Saved entries:
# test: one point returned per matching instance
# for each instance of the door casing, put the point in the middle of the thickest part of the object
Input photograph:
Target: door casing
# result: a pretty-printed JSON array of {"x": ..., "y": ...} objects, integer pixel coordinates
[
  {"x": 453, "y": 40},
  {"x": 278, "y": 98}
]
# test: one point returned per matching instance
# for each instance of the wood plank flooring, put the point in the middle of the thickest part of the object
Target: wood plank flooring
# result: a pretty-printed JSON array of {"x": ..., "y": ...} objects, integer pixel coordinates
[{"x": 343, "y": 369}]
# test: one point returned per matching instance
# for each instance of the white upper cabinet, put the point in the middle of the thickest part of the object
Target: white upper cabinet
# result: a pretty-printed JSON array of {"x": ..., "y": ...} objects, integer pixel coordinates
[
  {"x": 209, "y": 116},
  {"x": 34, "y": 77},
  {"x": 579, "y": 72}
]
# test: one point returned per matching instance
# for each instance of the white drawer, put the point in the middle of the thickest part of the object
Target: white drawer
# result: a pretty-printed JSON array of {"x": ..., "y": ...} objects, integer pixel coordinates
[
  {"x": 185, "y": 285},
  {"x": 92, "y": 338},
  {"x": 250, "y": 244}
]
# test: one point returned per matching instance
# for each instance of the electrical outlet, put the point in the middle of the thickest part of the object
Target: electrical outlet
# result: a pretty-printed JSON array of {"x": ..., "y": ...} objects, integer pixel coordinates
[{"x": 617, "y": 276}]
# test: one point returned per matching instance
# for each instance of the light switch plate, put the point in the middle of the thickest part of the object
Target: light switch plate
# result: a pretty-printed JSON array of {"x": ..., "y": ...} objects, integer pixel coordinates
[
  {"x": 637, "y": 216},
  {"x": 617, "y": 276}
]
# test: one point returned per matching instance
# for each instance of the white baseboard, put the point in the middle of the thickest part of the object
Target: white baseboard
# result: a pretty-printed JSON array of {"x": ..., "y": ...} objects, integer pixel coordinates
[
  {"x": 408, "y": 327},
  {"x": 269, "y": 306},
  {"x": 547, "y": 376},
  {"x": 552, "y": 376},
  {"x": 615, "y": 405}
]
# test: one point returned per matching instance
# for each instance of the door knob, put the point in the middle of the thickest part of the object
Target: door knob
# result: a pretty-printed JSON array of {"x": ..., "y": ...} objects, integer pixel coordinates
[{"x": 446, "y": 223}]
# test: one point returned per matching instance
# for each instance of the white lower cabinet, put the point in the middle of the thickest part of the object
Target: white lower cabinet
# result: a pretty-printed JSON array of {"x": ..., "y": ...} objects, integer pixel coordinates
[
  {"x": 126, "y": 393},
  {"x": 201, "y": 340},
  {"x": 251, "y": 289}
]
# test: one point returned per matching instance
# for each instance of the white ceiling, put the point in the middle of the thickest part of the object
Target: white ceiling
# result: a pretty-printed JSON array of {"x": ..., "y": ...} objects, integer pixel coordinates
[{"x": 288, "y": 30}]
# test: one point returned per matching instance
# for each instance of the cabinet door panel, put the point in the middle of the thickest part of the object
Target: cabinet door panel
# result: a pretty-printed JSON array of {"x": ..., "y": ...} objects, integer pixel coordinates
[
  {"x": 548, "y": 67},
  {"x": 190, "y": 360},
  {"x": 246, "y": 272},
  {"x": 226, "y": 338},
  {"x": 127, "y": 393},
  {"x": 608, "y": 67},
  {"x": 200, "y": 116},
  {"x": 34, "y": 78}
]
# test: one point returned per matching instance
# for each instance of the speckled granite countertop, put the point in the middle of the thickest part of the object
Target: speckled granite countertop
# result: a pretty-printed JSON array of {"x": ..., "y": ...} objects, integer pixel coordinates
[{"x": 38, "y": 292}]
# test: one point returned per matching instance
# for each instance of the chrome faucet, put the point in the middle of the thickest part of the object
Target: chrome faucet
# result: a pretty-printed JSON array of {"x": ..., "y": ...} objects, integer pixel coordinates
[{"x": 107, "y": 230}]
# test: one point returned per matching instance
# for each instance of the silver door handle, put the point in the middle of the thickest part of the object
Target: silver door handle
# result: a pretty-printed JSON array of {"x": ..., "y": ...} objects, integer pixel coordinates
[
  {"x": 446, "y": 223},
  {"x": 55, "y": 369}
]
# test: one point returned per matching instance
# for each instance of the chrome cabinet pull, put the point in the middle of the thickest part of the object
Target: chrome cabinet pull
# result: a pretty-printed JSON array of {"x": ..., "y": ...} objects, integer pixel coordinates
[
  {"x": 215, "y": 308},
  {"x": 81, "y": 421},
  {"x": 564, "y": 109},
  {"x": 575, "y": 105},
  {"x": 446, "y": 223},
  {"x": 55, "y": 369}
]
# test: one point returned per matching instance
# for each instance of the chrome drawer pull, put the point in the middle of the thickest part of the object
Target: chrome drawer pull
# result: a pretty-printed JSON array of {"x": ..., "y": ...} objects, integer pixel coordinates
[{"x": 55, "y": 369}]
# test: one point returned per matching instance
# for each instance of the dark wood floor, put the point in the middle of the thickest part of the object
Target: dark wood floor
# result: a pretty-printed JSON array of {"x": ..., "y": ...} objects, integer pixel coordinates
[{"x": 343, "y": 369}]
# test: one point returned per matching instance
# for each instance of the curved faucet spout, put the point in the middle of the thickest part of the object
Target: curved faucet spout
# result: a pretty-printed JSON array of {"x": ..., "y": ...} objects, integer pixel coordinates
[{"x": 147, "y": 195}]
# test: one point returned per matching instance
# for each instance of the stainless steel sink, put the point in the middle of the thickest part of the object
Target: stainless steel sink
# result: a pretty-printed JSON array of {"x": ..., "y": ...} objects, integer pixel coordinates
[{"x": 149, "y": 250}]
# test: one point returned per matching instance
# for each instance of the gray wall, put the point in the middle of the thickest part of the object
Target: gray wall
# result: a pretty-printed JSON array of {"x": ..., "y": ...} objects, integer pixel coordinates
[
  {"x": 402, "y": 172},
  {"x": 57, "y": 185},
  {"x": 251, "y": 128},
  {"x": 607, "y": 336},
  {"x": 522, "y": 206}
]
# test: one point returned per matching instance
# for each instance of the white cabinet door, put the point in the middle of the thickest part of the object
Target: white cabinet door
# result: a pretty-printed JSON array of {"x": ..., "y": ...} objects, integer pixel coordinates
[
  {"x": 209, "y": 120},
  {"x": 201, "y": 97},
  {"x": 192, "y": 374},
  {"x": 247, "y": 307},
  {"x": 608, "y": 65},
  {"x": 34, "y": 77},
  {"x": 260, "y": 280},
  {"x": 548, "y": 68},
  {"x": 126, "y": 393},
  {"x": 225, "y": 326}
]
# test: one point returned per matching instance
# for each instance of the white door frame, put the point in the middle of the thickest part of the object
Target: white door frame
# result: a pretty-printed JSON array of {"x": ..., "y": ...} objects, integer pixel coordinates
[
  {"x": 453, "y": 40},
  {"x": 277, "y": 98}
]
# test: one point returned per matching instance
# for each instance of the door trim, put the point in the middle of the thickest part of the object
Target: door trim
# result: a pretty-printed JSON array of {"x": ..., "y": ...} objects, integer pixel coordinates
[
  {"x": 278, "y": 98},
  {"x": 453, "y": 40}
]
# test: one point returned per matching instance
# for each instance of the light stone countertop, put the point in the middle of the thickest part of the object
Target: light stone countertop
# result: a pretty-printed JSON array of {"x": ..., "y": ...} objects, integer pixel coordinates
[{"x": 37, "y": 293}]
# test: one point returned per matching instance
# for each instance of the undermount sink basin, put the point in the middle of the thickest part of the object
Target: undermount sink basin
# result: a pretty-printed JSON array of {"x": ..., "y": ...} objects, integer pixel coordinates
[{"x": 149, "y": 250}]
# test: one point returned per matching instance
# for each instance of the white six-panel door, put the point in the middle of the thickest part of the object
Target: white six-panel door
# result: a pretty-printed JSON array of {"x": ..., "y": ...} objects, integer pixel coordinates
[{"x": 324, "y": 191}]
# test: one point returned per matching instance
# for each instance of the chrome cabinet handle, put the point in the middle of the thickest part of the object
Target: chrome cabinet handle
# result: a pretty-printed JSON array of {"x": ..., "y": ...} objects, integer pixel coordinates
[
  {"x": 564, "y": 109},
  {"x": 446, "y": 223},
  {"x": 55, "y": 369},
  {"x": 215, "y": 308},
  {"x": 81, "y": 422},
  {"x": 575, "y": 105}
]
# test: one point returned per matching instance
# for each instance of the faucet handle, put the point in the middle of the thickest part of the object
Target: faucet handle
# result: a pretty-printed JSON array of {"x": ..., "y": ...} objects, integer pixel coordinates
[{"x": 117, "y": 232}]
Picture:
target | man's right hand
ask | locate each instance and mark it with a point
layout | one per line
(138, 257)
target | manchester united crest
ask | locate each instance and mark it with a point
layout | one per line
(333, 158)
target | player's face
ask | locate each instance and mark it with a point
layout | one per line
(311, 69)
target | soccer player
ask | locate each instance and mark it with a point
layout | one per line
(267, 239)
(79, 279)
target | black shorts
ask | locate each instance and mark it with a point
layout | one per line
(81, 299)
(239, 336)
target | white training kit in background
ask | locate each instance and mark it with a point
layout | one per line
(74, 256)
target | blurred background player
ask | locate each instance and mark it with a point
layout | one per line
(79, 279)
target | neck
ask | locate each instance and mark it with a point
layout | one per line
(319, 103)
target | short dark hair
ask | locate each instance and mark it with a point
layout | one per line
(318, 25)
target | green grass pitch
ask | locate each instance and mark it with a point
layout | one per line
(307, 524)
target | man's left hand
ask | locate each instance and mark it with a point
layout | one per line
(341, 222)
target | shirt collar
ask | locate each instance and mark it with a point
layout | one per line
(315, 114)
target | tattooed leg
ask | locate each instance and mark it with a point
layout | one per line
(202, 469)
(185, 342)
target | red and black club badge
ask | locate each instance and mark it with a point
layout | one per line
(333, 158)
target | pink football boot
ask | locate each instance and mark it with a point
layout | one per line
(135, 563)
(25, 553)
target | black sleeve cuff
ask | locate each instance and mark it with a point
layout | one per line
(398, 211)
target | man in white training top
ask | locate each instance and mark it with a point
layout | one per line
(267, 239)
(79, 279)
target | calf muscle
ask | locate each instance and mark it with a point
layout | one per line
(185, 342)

-- Work to complete --
Determine the number of lines in the data that include the word "frame", and provide that number without comment.

-- Solution to this exercise --
2